→ PROBLEM REQUIREMENTS
Set out each line from the following listing that includes the word "football".

→ DATASET ENTRIES
━━━
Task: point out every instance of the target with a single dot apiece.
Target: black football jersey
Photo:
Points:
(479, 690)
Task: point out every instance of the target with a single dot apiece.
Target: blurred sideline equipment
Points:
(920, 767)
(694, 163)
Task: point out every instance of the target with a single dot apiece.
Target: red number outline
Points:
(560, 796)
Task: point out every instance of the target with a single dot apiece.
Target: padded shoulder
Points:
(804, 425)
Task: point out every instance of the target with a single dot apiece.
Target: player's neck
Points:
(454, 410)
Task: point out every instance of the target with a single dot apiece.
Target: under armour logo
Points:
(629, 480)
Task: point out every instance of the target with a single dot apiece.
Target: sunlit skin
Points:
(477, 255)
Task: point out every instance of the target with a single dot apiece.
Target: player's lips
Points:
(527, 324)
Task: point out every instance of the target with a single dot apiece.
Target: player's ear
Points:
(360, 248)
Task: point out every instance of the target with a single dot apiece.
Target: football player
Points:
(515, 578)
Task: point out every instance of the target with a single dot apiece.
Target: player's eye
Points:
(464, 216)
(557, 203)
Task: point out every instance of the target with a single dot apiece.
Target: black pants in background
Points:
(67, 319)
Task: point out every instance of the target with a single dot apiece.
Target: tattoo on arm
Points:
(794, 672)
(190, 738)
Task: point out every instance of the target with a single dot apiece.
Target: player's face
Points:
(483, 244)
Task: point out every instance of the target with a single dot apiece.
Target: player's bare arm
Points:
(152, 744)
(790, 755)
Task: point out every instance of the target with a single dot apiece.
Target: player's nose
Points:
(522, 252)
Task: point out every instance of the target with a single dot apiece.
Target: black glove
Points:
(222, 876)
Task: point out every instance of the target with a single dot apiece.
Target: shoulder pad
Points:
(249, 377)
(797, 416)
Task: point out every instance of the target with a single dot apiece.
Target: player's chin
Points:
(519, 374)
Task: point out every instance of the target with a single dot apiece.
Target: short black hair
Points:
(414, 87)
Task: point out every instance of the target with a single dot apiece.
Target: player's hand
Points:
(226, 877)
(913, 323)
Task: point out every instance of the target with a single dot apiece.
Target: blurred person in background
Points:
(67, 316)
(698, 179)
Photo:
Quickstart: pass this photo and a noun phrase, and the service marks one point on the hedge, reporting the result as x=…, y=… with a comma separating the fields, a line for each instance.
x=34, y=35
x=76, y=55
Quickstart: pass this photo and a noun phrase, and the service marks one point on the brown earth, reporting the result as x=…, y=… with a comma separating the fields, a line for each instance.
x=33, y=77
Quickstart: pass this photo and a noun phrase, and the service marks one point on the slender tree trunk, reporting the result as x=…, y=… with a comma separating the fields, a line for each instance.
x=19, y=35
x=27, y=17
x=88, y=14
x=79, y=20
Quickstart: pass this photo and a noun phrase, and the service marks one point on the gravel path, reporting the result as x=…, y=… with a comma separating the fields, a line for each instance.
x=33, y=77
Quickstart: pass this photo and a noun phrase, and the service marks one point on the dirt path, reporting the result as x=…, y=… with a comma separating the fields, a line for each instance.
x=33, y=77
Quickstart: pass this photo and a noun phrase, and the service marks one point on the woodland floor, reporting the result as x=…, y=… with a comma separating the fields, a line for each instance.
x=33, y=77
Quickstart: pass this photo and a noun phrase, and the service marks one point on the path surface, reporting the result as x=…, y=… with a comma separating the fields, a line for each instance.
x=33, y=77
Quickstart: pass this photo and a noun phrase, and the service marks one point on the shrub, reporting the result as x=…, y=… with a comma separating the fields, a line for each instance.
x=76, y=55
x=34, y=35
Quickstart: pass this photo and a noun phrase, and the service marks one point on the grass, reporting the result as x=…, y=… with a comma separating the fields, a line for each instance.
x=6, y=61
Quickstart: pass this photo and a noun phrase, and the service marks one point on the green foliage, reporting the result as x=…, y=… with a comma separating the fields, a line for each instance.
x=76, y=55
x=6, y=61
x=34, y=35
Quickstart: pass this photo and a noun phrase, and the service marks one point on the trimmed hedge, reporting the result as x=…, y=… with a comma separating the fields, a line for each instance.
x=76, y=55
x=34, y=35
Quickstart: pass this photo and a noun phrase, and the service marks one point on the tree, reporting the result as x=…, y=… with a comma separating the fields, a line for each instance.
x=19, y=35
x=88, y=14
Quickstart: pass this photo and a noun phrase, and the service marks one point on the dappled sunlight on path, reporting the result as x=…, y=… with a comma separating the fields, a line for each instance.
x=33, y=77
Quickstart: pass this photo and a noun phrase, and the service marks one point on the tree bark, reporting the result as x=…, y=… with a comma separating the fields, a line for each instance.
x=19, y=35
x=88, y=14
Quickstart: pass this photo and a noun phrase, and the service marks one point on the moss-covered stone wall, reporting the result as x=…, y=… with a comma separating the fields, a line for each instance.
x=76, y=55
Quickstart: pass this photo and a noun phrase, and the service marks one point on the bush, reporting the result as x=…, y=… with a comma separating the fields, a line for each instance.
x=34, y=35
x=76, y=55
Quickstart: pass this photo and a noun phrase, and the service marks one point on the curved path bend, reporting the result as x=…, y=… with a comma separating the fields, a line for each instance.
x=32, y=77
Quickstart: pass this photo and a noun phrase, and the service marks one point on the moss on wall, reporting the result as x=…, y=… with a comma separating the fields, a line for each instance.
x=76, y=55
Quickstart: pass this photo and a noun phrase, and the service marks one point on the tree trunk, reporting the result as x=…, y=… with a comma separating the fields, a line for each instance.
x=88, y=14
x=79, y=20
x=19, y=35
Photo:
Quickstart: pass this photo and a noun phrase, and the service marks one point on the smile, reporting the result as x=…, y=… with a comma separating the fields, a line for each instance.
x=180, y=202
━━━
→ WRITTEN ANSWER
Target: black football jersey
Target: football player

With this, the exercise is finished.